**What is required:**
Count the lines in the records below that contain the word "sports" with matching letter case, and reply with the number alone.

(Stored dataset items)
==================================================

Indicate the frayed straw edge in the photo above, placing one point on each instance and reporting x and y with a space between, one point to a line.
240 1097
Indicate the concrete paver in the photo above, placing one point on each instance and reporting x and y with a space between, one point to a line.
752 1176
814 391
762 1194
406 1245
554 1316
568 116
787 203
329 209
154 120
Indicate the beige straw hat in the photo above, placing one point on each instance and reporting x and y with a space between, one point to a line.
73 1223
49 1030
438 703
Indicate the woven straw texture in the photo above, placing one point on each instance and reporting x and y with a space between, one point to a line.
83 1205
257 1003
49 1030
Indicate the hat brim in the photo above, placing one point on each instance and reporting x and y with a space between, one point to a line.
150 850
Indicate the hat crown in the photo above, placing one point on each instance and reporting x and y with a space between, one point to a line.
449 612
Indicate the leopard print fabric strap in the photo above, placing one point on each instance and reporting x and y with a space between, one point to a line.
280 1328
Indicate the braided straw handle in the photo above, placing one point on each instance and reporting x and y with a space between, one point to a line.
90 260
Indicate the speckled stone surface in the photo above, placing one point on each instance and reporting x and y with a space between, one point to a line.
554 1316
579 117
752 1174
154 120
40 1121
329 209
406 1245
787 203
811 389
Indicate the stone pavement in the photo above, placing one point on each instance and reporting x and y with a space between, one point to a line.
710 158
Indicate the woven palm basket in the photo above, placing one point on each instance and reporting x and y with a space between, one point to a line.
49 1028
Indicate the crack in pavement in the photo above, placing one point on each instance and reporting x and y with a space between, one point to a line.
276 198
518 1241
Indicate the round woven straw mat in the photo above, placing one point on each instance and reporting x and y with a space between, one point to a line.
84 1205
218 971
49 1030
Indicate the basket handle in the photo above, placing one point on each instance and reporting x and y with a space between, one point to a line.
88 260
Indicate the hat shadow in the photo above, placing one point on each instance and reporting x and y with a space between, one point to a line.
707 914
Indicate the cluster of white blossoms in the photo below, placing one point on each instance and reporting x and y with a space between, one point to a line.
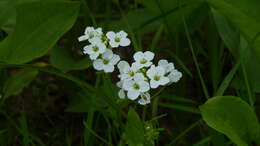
101 45
137 79
142 76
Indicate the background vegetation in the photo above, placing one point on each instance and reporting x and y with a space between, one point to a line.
51 95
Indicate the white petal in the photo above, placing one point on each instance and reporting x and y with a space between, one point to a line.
160 70
144 86
102 48
99 30
122 65
108 54
164 80
137 65
82 38
111 35
95 40
109 68
125 42
151 72
89 29
163 63
113 44
122 34
145 99
133 94
149 55
127 85
139 77
175 76
88 49
138 55
119 84
147 64
93 56
121 94
154 84
98 64
114 60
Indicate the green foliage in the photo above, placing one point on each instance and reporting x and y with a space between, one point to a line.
134 131
7 15
15 84
233 117
63 59
214 43
240 15
39 25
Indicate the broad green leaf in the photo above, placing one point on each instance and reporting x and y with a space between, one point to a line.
241 17
134 131
7 15
39 26
63 59
232 38
15 84
232 117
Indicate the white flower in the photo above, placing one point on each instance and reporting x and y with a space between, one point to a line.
90 33
121 92
175 76
94 50
136 86
145 98
143 59
118 39
107 61
126 72
168 67
156 74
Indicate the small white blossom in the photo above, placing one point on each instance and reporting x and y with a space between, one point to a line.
168 67
136 86
121 92
90 33
107 61
156 74
94 50
143 59
118 39
145 98
126 71
175 76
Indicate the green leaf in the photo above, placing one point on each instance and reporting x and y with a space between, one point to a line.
242 16
7 15
192 10
62 59
134 131
39 26
15 84
232 117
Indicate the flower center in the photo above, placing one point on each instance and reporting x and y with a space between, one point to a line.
156 78
95 48
117 39
131 73
91 35
136 86
143 61
105 61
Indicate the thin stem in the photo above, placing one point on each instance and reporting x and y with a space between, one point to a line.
195 60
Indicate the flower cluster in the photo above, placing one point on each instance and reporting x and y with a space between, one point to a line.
137 79
101 45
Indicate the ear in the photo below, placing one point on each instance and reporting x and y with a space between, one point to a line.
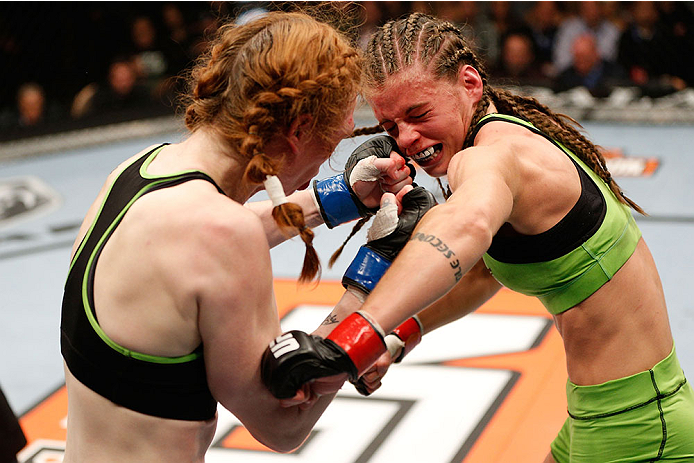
297 133
471 81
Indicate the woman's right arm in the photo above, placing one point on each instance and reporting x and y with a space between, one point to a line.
237 320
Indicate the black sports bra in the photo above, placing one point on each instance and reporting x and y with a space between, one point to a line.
167 387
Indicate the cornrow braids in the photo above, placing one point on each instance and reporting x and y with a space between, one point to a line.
441 48
563 129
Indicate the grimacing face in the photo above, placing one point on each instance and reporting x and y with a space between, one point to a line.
428 117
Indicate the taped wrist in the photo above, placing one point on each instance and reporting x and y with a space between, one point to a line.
336 201
362 339
404 338
366 269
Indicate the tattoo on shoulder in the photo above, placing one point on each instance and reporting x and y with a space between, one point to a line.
440 246
330 320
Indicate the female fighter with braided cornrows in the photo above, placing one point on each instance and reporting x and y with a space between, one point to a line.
532 207
168 304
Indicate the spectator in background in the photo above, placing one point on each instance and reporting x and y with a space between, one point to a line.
33 109
121 93
677 22
543 20
590 70
372 17
156 58
177 29
31 103
648 54
589 19
517 64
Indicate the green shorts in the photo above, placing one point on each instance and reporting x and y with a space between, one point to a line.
645 417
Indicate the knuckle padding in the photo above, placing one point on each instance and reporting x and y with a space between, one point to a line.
314 358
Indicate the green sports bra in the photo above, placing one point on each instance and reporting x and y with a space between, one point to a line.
572 260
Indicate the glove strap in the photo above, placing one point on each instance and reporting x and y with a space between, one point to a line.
410 333
365 270
362 339
335 201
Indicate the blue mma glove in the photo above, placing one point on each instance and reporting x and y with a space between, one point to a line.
335 197
385 242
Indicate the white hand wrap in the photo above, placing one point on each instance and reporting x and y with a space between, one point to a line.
275 190
385 221
365 171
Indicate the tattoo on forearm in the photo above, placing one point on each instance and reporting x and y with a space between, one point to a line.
443 249
330 320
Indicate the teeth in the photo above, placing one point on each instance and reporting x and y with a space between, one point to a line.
423 154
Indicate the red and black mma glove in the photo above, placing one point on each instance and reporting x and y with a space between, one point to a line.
296 358
375 257
404 338
335 197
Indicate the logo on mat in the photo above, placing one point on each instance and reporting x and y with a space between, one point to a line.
25 197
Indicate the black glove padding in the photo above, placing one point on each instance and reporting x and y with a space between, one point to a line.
297 357
374 258
415 204
381 147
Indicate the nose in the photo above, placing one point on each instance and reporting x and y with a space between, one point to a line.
407 136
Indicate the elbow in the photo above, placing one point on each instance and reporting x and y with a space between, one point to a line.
286 440
473 231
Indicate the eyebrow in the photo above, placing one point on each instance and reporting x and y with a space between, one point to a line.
407 112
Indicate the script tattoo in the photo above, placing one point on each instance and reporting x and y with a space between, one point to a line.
443 249
330 320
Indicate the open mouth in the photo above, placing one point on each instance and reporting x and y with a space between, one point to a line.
428 154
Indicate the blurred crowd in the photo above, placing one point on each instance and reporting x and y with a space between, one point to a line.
81 61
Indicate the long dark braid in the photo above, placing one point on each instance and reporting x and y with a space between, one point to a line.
441 47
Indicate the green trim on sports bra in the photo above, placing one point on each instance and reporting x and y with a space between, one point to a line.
564 282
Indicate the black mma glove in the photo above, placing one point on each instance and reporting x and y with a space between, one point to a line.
295 357
335 197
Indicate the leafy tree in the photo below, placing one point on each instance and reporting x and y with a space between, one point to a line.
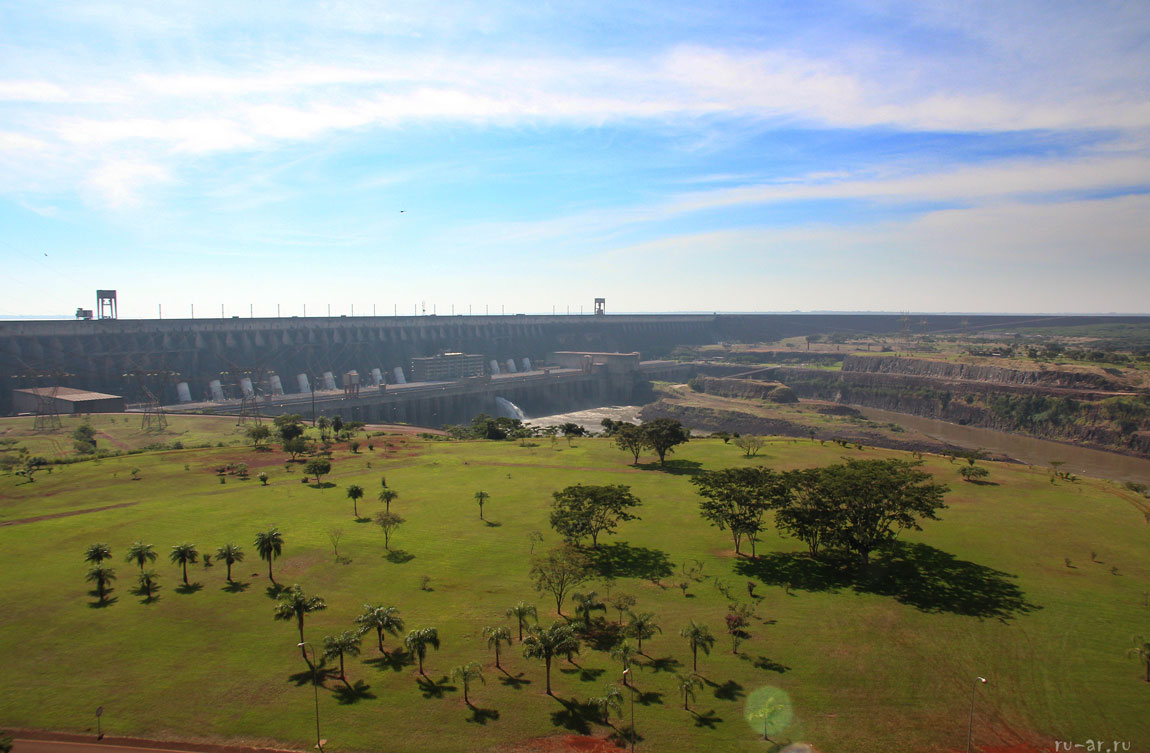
560 570
521 612
390 523
419 640
481 497
625 653
101 576
611 699
184 554
662 435
973 473
688 683
294 446
97 553
355 493
582 511
317 467
294 605
697 637
736 499
497 635
140 553
1141 651
631 438
230 554
269 545
388 496
468 674
642 627
546 643
382 620
345 644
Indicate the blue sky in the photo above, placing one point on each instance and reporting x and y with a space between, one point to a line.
522 156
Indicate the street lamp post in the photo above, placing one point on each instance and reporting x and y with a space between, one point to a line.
627 671
315 688
970 724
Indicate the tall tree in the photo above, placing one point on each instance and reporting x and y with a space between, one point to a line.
497 635
269 545
521 612
662 435
560 570
230 554
418 642
631 438
97 553
382 620
697 637
642 627
184 554
582 511
388 496
546 643
345 644
140 553
468 674
355 493
481 497
294 605
101 576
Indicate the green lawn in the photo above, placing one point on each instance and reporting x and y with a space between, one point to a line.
880 665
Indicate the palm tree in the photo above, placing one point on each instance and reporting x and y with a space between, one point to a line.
182 554
140 553
482 497
467 674
521 612
687 685
642 625
292 605
611 699
1141 651
97 553
355 493
146 581
418 642
101 577
551 642
497 635
270 545
698 637
382 620
625 653
230 553
345 644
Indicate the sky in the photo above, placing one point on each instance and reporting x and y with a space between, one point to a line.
281 158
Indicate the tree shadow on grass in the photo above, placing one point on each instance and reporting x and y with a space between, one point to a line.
917 575
435 688
675 467
482 715
621 560
395 660
576 715
708 720
347 694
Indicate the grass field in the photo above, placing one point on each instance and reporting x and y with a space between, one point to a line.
876 663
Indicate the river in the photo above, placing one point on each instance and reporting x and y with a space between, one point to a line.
1076 460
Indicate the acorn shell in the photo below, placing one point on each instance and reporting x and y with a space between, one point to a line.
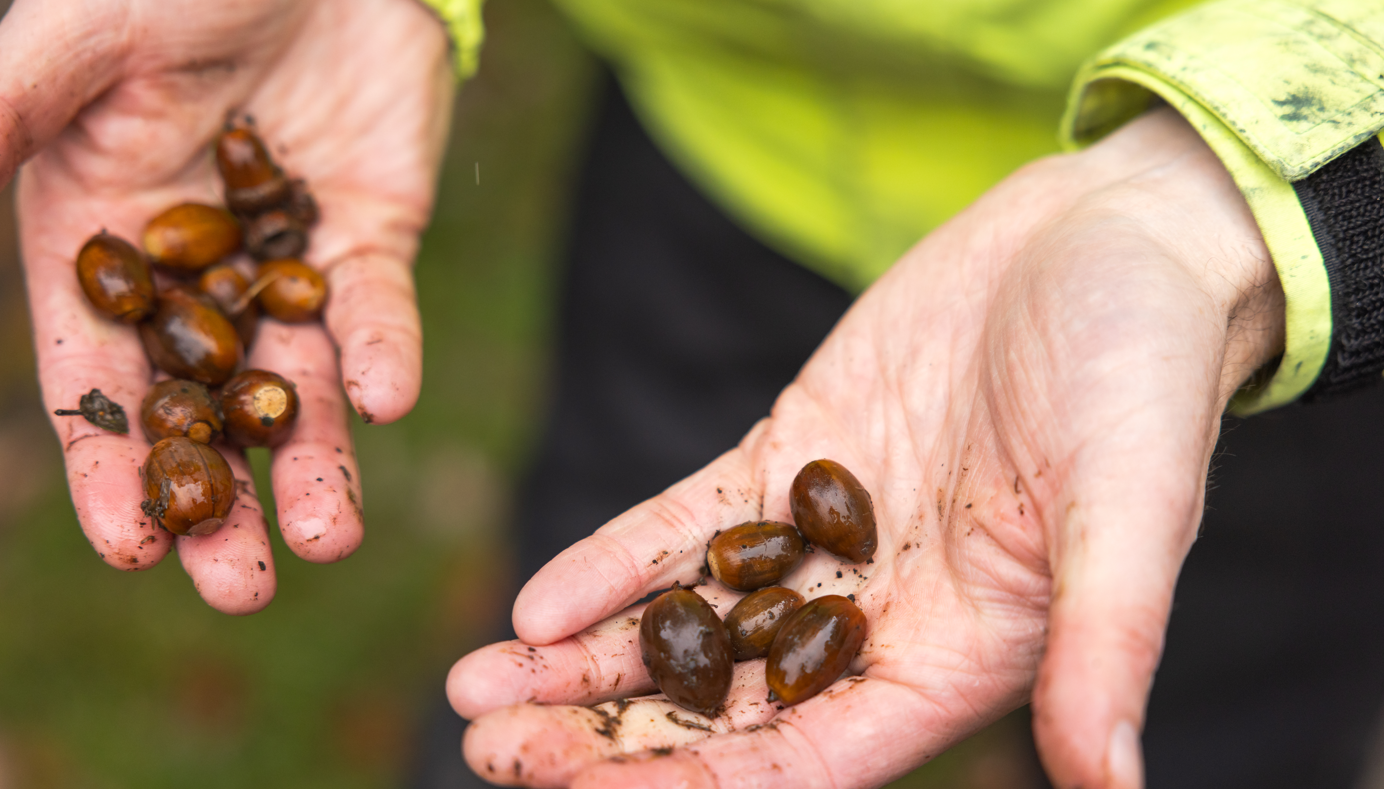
115 278
260 409
190 237
833 510
754 555
292 291
814 648
190 338
179 407
687 651
753 623
188 487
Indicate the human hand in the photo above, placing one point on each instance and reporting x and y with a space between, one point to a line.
1031 396
114 105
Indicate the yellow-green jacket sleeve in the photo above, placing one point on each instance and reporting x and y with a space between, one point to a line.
1278 89
465 29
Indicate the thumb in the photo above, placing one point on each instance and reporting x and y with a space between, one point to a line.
54 60
1125 525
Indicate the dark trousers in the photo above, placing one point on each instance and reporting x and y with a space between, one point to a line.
677 332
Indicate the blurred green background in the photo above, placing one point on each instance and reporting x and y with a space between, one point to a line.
112 680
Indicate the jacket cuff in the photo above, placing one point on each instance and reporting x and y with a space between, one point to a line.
1278 89
464 28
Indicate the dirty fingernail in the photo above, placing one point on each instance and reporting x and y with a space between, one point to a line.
1124 759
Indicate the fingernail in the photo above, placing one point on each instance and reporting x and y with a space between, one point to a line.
1124 759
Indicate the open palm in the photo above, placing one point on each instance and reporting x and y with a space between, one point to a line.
1031 396
115 105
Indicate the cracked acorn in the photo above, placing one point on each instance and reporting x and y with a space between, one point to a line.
684 642
198 332
260 409
176 407
188 487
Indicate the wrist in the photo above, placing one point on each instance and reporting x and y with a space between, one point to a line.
1193 209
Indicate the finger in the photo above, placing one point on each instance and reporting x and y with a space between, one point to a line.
316 479
372 316
79 350
54 58
857 732
659 541
534 745
595 665
1127 522
233 568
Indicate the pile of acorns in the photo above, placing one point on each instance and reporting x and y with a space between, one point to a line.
691 654
197 324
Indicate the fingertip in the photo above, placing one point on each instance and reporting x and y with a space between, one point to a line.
321 540
655 768
382 379
494 745
476 685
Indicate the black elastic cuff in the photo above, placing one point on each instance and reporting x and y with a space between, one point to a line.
1344 202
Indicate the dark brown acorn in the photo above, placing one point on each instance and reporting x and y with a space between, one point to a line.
274 234
833 510
100 410
754 555
687 651
115 278
187 486
180 409
190 237
753 623
291 291
260 409
227 288
190 338
813 648
253 182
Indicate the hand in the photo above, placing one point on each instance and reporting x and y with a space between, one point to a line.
1031 396
115 105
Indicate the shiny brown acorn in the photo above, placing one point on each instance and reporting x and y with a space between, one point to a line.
187 486
260 409
291 291
274 234
754 555
753 623
253 182
687 651
190 338
115 278
190 237
227 288
180 409
814 648
833 510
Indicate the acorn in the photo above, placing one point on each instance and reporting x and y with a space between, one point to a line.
180 409
188 487
226 285
260 409
814 648
190 338
291 291
115 278
253 182
687 651
190 237
833 510
754 555
753 623
274 234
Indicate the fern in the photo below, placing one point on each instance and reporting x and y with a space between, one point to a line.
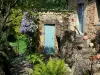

==================================================

**Exercise answer:**
3